§ WORK INSTRUCTIONS
Rewrite the records from their first line through the line containing "xmin=0 ymin=20 xmax=130 ymax=43", both included, and offset every coordinate in the answer boxes by adding 107. Keep the request lines and their format samples unchanged.
○ ○ ○ ○ ○
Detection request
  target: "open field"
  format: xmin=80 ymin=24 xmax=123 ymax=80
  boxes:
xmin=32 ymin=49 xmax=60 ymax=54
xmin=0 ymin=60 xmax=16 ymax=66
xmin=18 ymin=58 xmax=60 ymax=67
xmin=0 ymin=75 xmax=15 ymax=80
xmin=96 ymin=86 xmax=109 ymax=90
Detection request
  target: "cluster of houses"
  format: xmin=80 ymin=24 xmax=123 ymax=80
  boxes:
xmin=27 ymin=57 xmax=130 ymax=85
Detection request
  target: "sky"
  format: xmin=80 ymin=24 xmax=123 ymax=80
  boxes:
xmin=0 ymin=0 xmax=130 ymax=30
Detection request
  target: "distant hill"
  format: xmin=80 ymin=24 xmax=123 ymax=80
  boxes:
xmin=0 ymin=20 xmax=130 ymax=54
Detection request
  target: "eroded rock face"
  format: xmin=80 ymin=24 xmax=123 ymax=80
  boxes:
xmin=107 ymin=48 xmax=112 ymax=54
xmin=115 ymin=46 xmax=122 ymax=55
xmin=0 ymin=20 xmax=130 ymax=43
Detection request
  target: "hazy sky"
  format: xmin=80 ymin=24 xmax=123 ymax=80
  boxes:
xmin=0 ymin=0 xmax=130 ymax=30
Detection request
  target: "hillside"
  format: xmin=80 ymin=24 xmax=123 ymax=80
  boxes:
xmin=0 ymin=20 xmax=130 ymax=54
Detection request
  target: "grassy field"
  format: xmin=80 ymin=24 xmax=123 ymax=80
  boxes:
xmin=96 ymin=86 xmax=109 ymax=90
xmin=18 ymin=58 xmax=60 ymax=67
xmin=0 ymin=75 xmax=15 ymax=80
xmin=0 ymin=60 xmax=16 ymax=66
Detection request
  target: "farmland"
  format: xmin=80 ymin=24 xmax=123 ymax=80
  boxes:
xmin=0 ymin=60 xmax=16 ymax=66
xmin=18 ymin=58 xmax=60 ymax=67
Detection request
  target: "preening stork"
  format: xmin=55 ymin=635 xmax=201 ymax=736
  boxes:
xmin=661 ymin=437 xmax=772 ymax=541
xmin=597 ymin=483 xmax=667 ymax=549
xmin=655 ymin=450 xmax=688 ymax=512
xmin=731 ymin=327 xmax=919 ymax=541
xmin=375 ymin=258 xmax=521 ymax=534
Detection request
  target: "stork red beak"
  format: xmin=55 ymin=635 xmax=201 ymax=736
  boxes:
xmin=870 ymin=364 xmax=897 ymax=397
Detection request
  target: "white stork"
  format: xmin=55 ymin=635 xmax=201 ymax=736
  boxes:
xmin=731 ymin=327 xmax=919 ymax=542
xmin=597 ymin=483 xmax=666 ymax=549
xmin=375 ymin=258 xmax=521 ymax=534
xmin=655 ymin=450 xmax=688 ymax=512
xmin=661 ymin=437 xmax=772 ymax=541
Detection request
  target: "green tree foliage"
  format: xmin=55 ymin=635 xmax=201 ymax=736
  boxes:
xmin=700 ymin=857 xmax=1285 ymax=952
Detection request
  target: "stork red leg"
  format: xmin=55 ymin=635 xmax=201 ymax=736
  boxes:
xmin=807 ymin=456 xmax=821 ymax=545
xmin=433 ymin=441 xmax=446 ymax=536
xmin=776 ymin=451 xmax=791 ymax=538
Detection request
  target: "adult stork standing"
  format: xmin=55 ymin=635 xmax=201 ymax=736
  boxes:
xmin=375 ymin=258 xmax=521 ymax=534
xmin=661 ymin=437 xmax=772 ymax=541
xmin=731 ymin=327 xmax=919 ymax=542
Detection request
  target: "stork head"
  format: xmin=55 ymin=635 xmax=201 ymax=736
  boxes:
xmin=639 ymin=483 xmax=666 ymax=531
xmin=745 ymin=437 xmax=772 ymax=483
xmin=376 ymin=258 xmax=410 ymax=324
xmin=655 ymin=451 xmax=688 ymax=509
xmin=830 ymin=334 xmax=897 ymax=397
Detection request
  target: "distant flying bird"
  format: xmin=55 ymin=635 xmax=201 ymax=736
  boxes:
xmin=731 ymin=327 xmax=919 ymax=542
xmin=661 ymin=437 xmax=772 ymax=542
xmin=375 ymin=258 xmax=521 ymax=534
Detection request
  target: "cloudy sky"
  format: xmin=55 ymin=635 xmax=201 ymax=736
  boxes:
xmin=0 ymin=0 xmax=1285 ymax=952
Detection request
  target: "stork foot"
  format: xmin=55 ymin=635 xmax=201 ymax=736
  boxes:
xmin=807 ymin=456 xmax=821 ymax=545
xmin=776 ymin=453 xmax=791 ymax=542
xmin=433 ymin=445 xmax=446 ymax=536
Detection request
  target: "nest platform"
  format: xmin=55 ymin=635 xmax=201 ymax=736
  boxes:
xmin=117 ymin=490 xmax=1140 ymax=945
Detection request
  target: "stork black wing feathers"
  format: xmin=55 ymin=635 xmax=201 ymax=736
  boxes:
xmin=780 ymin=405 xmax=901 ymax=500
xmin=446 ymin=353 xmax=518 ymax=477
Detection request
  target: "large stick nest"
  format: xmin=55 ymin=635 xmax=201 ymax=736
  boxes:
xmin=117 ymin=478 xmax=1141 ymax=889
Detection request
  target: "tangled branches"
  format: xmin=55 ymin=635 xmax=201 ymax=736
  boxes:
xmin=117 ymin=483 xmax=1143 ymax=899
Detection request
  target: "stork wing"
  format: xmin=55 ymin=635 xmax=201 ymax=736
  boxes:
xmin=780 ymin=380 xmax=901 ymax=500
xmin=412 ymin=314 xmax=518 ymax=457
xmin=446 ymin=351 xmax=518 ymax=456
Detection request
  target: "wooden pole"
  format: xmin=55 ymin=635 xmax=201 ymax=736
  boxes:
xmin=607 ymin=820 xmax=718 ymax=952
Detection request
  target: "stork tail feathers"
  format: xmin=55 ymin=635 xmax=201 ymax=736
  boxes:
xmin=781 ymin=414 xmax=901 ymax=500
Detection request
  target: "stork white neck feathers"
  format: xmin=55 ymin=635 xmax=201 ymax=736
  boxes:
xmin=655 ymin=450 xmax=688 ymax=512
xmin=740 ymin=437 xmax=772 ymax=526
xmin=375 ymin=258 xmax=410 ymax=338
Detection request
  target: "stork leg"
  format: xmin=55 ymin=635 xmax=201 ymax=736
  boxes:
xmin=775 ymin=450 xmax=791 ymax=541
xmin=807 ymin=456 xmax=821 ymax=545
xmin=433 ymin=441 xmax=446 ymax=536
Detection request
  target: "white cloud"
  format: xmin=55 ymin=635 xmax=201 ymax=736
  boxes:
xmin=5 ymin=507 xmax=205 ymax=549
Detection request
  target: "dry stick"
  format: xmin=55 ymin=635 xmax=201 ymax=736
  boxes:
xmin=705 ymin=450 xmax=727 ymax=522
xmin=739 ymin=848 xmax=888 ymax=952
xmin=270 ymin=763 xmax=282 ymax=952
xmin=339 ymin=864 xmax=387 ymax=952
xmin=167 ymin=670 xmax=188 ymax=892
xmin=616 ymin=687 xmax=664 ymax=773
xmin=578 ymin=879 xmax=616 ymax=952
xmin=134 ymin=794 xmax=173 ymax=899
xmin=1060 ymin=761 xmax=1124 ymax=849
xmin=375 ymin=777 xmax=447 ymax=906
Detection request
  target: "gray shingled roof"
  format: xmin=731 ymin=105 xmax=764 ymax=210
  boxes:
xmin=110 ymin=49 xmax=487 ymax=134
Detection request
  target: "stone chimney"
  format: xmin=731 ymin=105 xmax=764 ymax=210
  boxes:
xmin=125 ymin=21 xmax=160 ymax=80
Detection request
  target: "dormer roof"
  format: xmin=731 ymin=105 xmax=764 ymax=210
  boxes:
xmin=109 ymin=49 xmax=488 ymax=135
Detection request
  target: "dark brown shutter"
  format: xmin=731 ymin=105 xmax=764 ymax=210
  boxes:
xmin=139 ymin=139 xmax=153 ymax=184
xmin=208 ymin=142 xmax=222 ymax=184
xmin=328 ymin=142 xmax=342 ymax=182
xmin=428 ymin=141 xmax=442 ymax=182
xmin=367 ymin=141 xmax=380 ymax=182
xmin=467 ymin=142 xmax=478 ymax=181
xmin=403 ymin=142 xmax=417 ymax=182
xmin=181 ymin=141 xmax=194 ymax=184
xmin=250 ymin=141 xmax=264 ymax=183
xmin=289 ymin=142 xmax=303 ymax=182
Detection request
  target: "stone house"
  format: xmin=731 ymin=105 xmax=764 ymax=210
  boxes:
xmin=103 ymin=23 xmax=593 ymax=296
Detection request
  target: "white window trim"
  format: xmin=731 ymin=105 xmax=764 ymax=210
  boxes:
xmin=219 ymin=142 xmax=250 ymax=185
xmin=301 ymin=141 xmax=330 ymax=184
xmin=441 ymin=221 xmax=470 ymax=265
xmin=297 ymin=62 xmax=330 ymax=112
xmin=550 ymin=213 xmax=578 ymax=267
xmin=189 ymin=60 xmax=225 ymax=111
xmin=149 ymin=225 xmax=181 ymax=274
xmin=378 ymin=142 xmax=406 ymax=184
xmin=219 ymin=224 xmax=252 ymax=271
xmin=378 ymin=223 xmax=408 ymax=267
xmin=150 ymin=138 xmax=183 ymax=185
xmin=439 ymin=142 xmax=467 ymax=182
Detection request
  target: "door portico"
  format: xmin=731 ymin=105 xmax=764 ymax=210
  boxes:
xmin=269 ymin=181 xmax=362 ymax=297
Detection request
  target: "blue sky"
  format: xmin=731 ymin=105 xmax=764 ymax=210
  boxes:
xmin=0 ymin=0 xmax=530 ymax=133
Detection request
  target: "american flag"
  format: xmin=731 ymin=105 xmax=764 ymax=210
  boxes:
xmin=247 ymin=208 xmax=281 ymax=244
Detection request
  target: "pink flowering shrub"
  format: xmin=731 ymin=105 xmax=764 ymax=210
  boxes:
○ ○ ○ ○ ○
§ EXERCISE RESULT
Detection request
  target: "open field"
  format: xmin=80 ymin=24 xmax=123 ymax=80
  boxes:
xmin=139 ymin=156 xmax=167 ymax=161
xmin=107 ymin=167 xmax=123 ymax=173
xmin=125 ymin=165 xmax=167 ymax=174
xmin=107 ymin=182 xmax=122 ymax=187
xmin=203 ymin=193 xmax=216 ymax=197
Detection request
  target: "cluster of houses"
  format: xmin=80 ymin=24 xmax=123 ymax=80
  boxes:
xmin=134 ymin=164 xmax=237 ymax=192
Detection request
  target: "sky"
  format: xmin=80 ymin=24 xmax=123 ymax=80
  boxes:
xmin=107 ymin=107 xmax=237 ymax=137
Detection request
  target: "distant hill"
  format: xmin=80 ymin=24 xmax=123 ymax=80
  boxes:
xmin=107 ymin=127 xmax=237 ymax=161
Detection request
  target: "eroded rock face"
  format: xmin=80 ymin=24 xmax=123 ymax=80
  boxes:
xmin=214 ymin=155 xmax=219 ymax=161
xmin=222 ymin=153 xmax=229 ymax=162
xmin=107 ymin=127 xmax=237 ymax=150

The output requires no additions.